▸ **Excerto selecionado**:
# # #
Podemos mesmo morrer de desgosto: a "síndrome do coração partido" a partir do caso Victor Steeman

14 out 2022, 21:27
Coração (Getty Images)

Um piloto morreu em Portimão. Dois dias depois morreu a mãe. A morte repentina de duas pessoas muito próximas num curto espaço de tempo é um fenómeno que, em alguns casos, tem explicação. Mesmo que não seja esse o caso do sucedido em Portimão, é o caso de outras histórias

A notícia abalou o mundo do motociclismo nesta semana. O piloto neerlandês Victor Steeman não resistiu aos ferimentos provocados por um acidente no Autódromo Internacional do Algarve durante uma corrida da classe Supersport 300 do Mundial de Superbikes. A tragédia da família do jovem de 22 anos não acabou por aí: dois dias após a sua morte, a mãe do motociclista, de 59 anos, faleceu de um aparente ataque cardíaco.
# # #
(Entradas guardadas)
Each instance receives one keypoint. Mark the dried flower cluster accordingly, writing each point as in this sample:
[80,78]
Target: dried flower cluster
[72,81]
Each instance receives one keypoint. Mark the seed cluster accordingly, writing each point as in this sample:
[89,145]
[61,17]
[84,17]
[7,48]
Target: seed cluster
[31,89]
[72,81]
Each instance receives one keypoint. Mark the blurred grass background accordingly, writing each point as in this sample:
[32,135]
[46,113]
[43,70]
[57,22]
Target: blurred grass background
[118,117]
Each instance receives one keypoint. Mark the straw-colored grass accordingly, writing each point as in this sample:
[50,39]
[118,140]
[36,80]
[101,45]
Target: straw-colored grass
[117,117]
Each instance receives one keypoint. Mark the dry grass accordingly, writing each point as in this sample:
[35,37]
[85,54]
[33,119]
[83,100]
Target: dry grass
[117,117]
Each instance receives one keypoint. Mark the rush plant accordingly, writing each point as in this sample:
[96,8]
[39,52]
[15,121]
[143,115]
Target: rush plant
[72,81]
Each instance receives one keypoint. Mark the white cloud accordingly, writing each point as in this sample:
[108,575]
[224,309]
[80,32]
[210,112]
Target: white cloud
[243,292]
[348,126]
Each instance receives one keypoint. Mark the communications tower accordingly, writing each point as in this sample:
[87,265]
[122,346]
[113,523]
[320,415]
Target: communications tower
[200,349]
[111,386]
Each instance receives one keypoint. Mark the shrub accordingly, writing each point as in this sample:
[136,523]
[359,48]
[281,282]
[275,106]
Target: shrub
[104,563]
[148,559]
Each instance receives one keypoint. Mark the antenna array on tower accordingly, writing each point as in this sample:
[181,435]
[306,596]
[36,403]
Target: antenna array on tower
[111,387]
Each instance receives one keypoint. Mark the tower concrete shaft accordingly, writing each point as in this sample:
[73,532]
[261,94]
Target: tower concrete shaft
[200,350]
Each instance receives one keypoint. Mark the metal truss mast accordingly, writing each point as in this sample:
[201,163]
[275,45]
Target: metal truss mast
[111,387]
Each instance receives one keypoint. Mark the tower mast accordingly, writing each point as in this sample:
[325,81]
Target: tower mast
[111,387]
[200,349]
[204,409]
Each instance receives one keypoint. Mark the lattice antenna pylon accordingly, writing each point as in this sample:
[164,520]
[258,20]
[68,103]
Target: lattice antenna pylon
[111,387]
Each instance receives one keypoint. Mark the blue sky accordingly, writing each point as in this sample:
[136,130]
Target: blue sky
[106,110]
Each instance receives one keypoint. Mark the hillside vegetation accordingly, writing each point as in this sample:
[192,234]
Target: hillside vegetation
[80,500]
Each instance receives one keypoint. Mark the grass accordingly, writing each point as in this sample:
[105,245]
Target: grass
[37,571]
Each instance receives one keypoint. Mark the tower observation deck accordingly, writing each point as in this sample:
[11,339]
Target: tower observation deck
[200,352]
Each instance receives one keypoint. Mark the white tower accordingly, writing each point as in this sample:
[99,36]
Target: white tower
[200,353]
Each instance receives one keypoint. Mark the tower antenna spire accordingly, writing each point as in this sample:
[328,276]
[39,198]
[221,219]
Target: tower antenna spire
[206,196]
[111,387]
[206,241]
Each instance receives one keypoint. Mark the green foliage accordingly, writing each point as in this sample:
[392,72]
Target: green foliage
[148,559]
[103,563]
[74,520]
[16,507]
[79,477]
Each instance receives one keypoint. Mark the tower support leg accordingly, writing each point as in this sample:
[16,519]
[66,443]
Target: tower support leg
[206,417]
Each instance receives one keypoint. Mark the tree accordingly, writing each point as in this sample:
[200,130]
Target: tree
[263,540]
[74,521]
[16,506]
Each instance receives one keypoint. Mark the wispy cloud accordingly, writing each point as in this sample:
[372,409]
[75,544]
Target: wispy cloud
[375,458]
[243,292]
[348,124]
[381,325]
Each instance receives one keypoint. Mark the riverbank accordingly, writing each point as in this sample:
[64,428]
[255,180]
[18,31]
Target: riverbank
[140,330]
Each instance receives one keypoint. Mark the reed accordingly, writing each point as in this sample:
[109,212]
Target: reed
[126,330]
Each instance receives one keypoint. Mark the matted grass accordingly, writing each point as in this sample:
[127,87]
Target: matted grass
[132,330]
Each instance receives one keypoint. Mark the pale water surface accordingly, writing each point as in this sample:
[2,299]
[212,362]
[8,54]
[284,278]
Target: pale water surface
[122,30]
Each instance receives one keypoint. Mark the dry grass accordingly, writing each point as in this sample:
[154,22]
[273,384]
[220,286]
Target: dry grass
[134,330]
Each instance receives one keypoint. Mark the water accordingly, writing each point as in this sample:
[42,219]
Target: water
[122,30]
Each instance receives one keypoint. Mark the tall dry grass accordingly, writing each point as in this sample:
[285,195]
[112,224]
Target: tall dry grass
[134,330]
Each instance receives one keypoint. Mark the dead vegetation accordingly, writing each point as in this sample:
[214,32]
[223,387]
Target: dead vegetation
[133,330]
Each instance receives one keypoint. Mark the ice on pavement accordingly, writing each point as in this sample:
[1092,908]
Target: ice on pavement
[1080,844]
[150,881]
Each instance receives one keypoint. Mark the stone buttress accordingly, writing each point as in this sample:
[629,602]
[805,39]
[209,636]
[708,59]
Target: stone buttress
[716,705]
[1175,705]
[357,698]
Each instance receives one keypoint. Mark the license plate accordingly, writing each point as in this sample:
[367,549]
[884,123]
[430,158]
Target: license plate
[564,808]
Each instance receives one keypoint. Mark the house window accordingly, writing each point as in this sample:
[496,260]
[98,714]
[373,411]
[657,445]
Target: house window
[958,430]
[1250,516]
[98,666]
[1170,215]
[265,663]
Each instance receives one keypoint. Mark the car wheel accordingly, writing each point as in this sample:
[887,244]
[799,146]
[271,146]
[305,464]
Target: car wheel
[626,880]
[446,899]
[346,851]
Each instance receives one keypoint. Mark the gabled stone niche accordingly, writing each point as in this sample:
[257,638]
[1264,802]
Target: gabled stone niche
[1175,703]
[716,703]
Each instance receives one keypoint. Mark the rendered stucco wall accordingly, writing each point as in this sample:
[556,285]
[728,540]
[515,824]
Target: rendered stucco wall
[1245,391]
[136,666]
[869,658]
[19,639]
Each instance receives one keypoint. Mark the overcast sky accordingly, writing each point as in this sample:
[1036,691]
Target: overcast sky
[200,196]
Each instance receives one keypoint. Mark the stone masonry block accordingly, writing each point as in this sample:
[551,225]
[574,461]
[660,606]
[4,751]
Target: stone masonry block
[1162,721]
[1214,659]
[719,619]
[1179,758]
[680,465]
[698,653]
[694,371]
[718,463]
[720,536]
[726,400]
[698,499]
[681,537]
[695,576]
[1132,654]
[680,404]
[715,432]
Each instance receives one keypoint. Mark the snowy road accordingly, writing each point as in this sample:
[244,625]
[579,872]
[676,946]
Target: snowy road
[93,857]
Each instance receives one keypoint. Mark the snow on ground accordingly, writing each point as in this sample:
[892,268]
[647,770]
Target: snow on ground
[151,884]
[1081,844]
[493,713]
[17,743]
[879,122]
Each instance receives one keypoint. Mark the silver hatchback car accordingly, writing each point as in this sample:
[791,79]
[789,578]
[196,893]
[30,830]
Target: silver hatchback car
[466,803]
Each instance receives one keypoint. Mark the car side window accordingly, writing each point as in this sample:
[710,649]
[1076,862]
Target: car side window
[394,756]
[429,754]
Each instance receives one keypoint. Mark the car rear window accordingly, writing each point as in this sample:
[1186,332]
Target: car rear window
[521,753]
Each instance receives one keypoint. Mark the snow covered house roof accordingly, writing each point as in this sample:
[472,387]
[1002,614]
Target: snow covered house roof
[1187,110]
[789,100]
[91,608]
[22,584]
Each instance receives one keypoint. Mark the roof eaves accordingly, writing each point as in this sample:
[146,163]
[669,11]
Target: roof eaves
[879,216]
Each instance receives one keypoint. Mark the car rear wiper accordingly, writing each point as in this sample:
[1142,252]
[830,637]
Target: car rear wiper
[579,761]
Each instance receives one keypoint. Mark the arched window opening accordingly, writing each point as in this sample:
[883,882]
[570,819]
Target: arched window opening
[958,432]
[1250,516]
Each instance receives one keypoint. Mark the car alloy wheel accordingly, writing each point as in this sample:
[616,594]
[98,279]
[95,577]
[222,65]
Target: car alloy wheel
# # #
▸ **O que se pede**:
#1 Com base no excerto, responda:
(a) Em que localidade morreu o piloto?
(b) Qual era a nacionalidade de Victor Steeman?
(c) Que idade tinha a mãe do motociclista?
#2 Como fica em inglês esta frase do excerto: "A notícia abalou o mundo do motociclismo nesta semana."?
#3 Reproduza do excerto tudo o que vai de "14 out 2022, 21:27" até "aparente ataque cardíaco.".
Não é preciso consultar as linhas.

▸ **Respostas por ordem**:
#1
(a) Portimão.
(b) Neerlandesa.
(c) 59 anos.

#2 The news shook the motorcycling world this week.

#3
14 out 2022, 21:27
Coração (Getty Images)

Um piloto morreu em Portimão. Dois dias depois morreu a mãe. A morte repentina de duas pessoas muito próximas num curto espaço de tempo é um fenómeno que, em alguns casos, tem explicação. Mesmo que não seja esse o caso do sucedido em Portimão, é o caso de outras histórias

A notícia abalou o mundo do motociclismo nesta semana. O piloto neerlandês Victor Steeman não resistiu aos ferimentos provocados por um acidente no Autódromo Internacional do Algarve durante uma corrida da classe Supersport 300 do Mundial de Superbikes. A tragédia da família do jovem de 22 anos não acabou por aí: dois dias após a sua morte, a mãe do motociclista, de 59 anos, faleceu de um aparente ataque cardíaco.